The exercise » Rewrite all of the records below with every "Query" changed to "Target" and nothing else altered. Omit the pictures from your answer.

Data »
-.-.-

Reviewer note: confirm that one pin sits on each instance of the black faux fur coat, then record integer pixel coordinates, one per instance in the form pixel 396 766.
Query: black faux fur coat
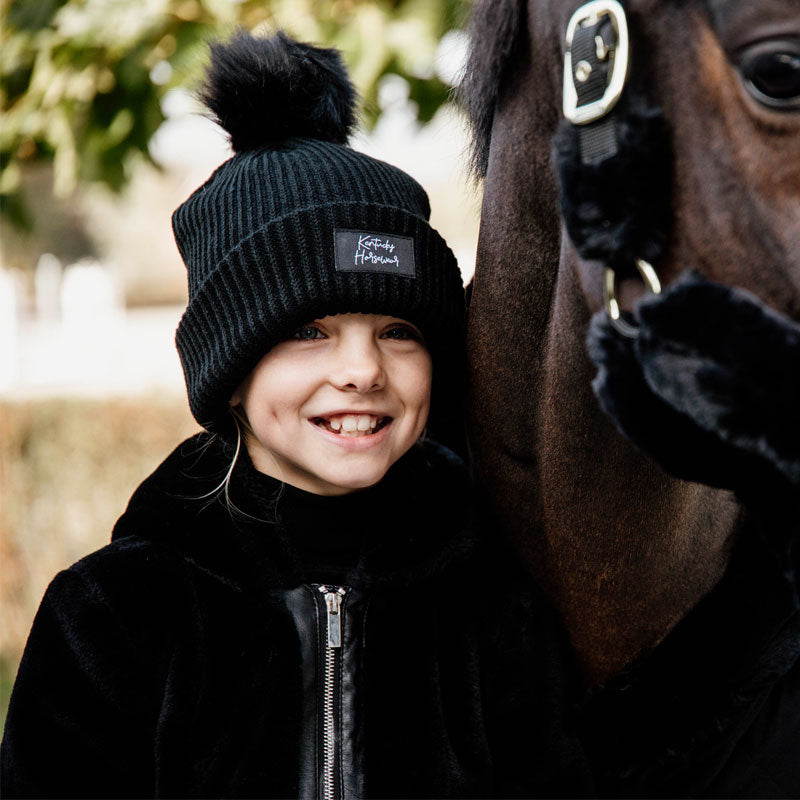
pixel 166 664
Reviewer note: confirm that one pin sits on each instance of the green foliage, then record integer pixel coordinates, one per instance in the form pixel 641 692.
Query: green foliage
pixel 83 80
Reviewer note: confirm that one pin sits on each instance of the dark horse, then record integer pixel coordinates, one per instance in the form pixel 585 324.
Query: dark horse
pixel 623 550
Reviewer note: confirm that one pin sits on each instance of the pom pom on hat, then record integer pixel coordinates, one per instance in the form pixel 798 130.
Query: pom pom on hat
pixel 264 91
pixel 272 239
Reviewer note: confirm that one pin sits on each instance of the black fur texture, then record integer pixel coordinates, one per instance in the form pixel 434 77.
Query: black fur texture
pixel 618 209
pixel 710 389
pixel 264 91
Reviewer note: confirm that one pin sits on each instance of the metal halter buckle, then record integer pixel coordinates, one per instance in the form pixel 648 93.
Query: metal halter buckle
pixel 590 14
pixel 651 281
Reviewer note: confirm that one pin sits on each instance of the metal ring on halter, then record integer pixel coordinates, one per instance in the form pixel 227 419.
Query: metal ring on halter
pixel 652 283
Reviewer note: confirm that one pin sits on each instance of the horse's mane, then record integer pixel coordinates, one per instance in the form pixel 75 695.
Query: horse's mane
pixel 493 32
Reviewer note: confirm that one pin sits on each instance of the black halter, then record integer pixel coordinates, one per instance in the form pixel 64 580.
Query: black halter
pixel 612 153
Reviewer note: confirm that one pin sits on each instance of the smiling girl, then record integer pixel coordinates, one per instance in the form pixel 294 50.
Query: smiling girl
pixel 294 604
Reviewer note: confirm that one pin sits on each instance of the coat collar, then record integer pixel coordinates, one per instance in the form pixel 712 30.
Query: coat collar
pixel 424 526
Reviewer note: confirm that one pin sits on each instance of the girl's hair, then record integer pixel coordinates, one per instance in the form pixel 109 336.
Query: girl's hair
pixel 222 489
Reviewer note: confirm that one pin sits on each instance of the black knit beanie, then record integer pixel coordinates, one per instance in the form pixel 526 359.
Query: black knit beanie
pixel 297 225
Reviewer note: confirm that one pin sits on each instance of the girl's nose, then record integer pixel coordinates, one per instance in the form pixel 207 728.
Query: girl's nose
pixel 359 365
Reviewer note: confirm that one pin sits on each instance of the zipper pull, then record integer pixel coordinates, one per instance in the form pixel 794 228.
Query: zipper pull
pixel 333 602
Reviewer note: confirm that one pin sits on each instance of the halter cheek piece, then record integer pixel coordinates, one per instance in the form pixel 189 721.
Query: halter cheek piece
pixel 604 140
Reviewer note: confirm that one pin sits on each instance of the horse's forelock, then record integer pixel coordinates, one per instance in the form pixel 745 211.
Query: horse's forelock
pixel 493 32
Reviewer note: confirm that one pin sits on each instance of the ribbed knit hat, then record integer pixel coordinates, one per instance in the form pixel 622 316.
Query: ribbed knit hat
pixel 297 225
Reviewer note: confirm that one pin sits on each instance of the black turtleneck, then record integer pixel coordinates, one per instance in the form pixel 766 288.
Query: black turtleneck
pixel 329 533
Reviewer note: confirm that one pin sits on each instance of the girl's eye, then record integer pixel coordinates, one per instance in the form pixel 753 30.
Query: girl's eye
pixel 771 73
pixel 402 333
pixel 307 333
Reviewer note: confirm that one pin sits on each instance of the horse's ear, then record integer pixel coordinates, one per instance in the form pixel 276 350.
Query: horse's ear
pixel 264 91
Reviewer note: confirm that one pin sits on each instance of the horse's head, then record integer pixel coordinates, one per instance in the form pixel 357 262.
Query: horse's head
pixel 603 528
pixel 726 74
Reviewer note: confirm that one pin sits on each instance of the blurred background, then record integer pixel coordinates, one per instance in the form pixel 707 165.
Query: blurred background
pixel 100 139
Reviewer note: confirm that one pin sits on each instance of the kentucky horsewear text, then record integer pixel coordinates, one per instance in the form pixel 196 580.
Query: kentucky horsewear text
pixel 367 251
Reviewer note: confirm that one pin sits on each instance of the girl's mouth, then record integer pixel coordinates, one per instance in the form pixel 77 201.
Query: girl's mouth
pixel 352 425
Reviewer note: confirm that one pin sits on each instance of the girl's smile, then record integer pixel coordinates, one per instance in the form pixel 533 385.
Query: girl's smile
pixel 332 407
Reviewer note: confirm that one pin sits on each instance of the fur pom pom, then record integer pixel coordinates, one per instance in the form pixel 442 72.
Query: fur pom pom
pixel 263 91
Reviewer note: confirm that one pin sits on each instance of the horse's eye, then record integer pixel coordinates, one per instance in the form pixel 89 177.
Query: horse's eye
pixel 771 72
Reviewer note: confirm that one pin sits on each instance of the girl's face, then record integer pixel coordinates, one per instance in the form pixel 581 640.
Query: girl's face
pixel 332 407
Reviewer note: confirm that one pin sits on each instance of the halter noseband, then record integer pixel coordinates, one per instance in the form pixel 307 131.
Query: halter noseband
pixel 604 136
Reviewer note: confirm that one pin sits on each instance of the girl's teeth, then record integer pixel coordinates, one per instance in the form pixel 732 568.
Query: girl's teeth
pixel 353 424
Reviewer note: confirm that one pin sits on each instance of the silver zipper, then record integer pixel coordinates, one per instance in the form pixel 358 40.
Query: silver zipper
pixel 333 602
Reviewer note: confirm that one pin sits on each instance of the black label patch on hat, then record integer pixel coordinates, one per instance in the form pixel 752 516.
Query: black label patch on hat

-.-.-

Complete response »
Reviewer note: confirm that one pin sits on each instance of the black faux fur coat, then record integer pixel coordinates, one per instance in the form pixel 396 766.
Target: black faux fur coat
pixel 166 664
Reviewer note: confirm that one pin sits on each instance of the green foliage, then record integer pixel coordinates, one per instance in the form pixel 641 692.
Target: green foliage
pixel 83 80
Reviewer note: confirm that one pin sits on each instance of the dark horse, then record integer pixel coordinates, one per instance in the form pixel 585 324.
Target: dark horse
pixel 623 550
Reviewer note: confirm that one pin sits on each instance of the pom pom on hat, then record integer pixel coordinates, one per instance in the form pixel 798 130.
Target: pom pom on hat
pixel 264 91
pixel 272 239
Reviewer note: confirm that one pin sits on each instance of the black fur texture, then record integer pixel coordinates, one per instance in the form pixel 434 77.
Target: black fur texture
pixel 618 209
pixel 710 389
pixel 264 91
Reviewer note: confirm that one pin sits on each instance of the metal halter buckle, then record integer pixel coordinates, one per instance in the form pixel 648 93.
Target: metal halter buckle
pixel 590 14
pixel 651 281
Reviewer note: confirm that one pin sits on each instance of the metal ring on halter, then record integer pixel coordinates, one per instance in the form pixel 227 419.
Target: metal ring on halter
pixel 652 283
Reviewer note: confirm that one pin sits on each instance of the horse's mane, then record integer pixel coordinates, one per instance in the form pixel 75 695.
Target: horse's mane
pixel 493 32
Reviewer note: confirm that one pin sits on each instance of the black halter, then record integer pixel coordinates, one per instance in the form pixel 64 580.
Target: black halter
pixel 612 153
Reviewer note: confirm that one pin sits on each instance of the smiling girl, then record integer pixel coordinates, one per instance in the form pixel 294 50.
Target: smiling girl
pixel 294 604
Reviewer note: confirm that one pin sits on each instance of the coat collar, then record integer pixel coordinates, one per instance in the form pixel 712 30.
Target: coat collar
pixel 424 526
Reviewer note: confirm that one pin sits on each instance of the girl's hair, then record integer pixel coordinates, one per instance in the form pixel 109 336.
Target: girl's hair
pixel 222 489
Reviewer note: confirm that one pin sits on each instance of the black knit beanie, then record integer pixel coordinates, one per instance in the form pixel 526 359.
Target: black knit beanie
pixel 297 225
Reviewer note: confirm that one pin sits on each instance of the girl's nose, then record integer pixel coordinates, one per instance in the form pixel 207 728.
Target: girl's nose
pixel 359 365
Reviewer note: confirm that one pin sits on each instance of the zipper pull, then record integer pixel coordinates, one per instance in the form pixel 794 228.
Target: zipper pull
pixel 333 602
Reviewer note: confirm that one pin sits on each instance of the halter cheek piece, then record integer pixel coordinates, one per instance in the form pixel 189 721.
Target: halter cheek piece
pixel 604 140
Reviewer note: confirm that one pin sits on each instance of the horse's forelock, then record integer pixel coordinates, one per instance in the form pixel 745 211.
Target: horse's forelock
pixel 493 32
Reviewer note: confirm that one pin sits on each instance of the ribbed knit hat, then record integer pixel coordinates, one per instance in the form pixel 622 316.
Target: ribbed knit hat
pixel 297 225
Reviewer note: confirm that one pin sits on each instance of the black turtleneck, then record integer pixel coordinates, one per instance in the form pixel 766 288.
Target: black turtleneck
pixel 329 533
Reviewer note: confirm that one pin sits on each instance of the girl's eye, then record integer pixel coordinates, one per instance in the form pixel 753 30.
Target: girl's eye
pixel 771 73
pixel 402 333
pixel 307 333
Reviewer note: confirm that one pin sits on each instance of the horse's ear, then record integer pixel coordinates, one per instance in the form pixel 276 350.
Target: horse's ear
pixel 264 91
Reviewer note: confirm that one pin sits on each instance of the horse's head, then record integer pixel coordinates, one per instance in the form pixel 357 262.
Target: horse's head
pixel 603 528
pixel 726 74
Reviewer note: confirm that one pin sits on each instance of the blurred background, then record integer pixel coordinates, one per instance in the form pixel 707 165.
Target: blurred background
pixel 100 139
Reviewer note: confirm that one pin sits on each instance of the kentucky horsewear text, then record integer pixel coordinates, one per instance in the form pixel 196 580.
Target: kentucky horsewear text
pixel 367 251
Reviewer note: confirm that one pin sits on each instance of the girl's mouth, then record integer pixel coordinates, one per instance in the form pixel 77 201.
Target: girl's mouth
pixel 352 425
Reviewer note: confirm that one pin sits on each instance of the girl's smile, then record integer pixel coordinates, one per instance in the form pixel 533 385.
Target: girl's smile
pixel 332 407
Reviewer note: confirm that one pin sits on each instance of the fur pom pom, then record integer pixel coordinates, one per instance in the form pixel 442 72.
Target: fur pom pom
pixel 263 91
Reviewer note: confirm that one pin sits on each instance of the horse's eye, then record integer pixel coordinates, one per instance in the form pixel 89 177.
Target: horse's eye
pixel 771 72
Reviewer note: confirm that one pin sits on each instance of the girl's face, then record integer pixel coordinates, one per instance in the form pixel 581 640.
Target: girl's face
pixel 332 407
Reviewer note: confirm that one pin sits on each instance of the halter noseband, then record integer pixel coordinates, one per instance in the form pixel 307 131.
Target: halter noseband
pixel 604 136
Reviewer note: confirm that one pin sits on each instance of the girl's teeth, then record integer pixel coordinates, one per instance in the form pixel 732 568.
Target: girl's teeth
pixel 353 424
Reviewer note: confirm that one pin sits on each instance of the silver zipper, then record integer pixel coordinates, one per instance in the form pixel 358 40.
Target: silver zipper
pixel 333 602
Reviewer note: confirm that one pin sits on each instance of the black label patch on hat, then record integer pixel coordinates, one per instance in the form pixel 752 516.
Target: black label patch on hat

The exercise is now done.